### Extract to read
-- Opening Marker --

Intel Rapid Startup Technology is I believe equivalent to Fast Boot, meaning the POST startup of your PC is quicker obviously. Certain tests (not sure which ones) are skipped. This is ok to leave enabled.

Quite Boot just shows the OEM logo over the DOS like looking thing. Not too sure how it would look on a Windows 8 PC, as I've never changed it to the other option.

Boot Select Mode (UEFI) is how your PC boots, UEFI with GPT hard drive partitioning over BIOS with MBR hard drive partitioning. UEFI should stay enabled.

The boot priority of UEFI with the Windows Boot Manager is the new feature of Windows 8 (and UEFI PCs as well) where Windows can actually interact with the PC's firmware, where as before, the BIOS and Windows were two separate entities that didn't really interact with each other. Due to the very quick boot nature of UEFI as well as Windows 8, there isn't the F8 advanced boot mode settings like in 7 with an older BIOS based PC. For example, if you go to PC Settings, General, and Advanced Startup, you have an option to restart to the PC firmware settings. Windows manages that hand off, it interacts with the UEFI firmware to show that screen. With UEFI and Windows, those settings are there to unify things like that. If you do that with a BIOS based PC and hit the boot to firmware settings, it would just restart normally.

-- Closing Marker --

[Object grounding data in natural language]
-- Opening Marker --

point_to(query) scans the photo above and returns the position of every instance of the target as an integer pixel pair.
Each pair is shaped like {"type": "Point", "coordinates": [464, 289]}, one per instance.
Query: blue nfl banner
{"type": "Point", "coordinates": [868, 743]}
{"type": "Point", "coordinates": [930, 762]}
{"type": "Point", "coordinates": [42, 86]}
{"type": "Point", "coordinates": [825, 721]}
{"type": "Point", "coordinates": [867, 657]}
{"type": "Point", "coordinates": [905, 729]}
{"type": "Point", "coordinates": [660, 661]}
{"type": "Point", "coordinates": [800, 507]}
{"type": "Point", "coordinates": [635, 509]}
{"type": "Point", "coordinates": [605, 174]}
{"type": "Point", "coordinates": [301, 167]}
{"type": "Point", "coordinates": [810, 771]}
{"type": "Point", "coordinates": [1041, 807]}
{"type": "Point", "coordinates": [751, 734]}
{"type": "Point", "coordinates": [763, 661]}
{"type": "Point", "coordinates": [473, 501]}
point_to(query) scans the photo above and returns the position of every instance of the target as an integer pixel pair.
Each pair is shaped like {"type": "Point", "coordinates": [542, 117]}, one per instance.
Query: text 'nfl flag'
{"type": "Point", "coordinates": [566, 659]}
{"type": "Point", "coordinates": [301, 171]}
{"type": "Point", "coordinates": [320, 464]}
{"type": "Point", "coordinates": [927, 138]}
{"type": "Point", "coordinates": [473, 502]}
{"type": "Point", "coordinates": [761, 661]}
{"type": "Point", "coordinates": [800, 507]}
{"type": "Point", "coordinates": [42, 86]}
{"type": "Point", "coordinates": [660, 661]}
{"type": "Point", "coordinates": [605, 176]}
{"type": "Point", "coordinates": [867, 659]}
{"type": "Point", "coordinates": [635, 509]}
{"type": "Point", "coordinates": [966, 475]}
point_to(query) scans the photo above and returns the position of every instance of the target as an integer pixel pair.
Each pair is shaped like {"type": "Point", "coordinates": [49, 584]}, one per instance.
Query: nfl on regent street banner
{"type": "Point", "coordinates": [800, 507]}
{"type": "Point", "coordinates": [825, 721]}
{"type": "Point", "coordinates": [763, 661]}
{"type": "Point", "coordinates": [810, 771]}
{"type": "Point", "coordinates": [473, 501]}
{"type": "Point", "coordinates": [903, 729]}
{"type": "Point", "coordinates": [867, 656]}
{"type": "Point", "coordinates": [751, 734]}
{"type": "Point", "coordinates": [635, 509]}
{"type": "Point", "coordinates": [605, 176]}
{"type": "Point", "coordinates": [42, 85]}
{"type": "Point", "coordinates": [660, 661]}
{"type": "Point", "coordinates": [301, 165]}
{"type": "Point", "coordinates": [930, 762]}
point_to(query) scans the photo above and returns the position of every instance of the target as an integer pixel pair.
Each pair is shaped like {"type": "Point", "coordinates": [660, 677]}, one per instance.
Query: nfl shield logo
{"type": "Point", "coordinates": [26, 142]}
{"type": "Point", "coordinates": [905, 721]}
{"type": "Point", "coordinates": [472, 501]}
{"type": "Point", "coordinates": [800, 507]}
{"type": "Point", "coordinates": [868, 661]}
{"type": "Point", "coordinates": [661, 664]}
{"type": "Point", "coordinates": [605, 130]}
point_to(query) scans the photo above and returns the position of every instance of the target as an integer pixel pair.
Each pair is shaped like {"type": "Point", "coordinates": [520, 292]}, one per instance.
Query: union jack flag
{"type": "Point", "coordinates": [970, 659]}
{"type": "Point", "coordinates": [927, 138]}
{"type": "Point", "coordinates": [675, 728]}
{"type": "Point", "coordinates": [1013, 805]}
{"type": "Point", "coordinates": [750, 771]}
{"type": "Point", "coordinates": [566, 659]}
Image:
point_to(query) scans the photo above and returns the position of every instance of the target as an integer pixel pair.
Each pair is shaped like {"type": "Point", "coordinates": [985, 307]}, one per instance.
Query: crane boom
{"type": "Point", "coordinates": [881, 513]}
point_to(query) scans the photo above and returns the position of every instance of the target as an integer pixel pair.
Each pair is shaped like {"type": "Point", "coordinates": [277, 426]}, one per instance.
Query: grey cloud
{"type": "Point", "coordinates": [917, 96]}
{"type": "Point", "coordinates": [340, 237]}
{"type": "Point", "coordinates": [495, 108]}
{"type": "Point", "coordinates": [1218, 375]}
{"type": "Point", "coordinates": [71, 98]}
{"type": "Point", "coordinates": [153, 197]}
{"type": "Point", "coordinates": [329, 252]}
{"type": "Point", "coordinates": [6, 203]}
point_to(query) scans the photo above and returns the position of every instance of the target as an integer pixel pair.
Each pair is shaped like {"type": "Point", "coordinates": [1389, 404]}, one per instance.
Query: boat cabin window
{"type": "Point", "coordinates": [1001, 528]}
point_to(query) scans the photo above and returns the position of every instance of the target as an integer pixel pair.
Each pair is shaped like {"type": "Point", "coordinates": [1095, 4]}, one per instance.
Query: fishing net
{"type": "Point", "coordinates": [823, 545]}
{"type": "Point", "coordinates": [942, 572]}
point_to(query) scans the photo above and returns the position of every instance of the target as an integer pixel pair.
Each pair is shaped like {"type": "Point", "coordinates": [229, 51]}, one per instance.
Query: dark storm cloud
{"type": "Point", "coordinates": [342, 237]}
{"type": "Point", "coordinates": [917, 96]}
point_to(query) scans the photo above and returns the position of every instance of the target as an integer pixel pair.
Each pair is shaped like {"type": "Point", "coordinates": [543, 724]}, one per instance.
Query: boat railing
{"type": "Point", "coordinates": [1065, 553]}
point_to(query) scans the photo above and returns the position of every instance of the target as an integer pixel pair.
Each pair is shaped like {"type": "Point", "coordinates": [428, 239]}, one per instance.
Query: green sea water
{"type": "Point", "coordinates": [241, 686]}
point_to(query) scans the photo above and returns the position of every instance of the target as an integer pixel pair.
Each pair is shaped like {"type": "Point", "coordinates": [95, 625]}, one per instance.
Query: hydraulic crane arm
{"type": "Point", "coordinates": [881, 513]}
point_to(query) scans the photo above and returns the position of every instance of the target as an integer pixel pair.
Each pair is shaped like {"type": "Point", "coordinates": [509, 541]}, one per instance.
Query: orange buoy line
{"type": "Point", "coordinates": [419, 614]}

-- Closing Marker --

### The problem
Write the next few sentences of the explanation of UEFI boot settings, picking up right after its final sentence. The listing is not needed for any of this.

### Exercise response
Secure Boot here is the more controversial thing with new Windows 8 PCs, as it's a requirement. This is here to prevent malware from being able to be passed onto Windows during boot, or if you have a USB drive plugged in, the UEFI firmware with Secure Boot will prevent that drive from being booted to as to prevent malware damage of course. This in turn basically makes booting to a Linux CD more difficult, as that default won't let you run such. If you need to boot into a drive that isn't your OS drive with Windows, this should be DISABLED.

Also, keynote here, a UEFI based PC DOES NOT boot with a NTFS formatted drive. This kind of confuses me, as the GPT partitioning style uses NTFS.... Not sure what's going on there. But to boot outside of your hard drive, you need to have that drive/disk? formatted in FAT32. I haven't made a Linux live CD in years since the 16 gig USB drive being dirt cheap, so I can't really help there. I'd suggest using a USB drive formatted in FAT32 if that can work.

Generally from what I've seen with new Windows PCs is that the traditional F2, F12, F and on keys being hit at startup DOES NOT APPLY HERE WHATSOEVER. It only applies if you have UEFI disable only. With UEFI, that is a useless piece of advice. I THINK on such a PC with Aptio firmware, you have to press the Escape key with the PC off, THEN hit the power button. I don't remember if that brings up the boot menu for UEFI or disable something. I know on an ASUS laptop with Windows 8, it had the Aptio BIOS Setup Utility, and doing that method worked for me to boot to the USB drive to reinstall Windows 8....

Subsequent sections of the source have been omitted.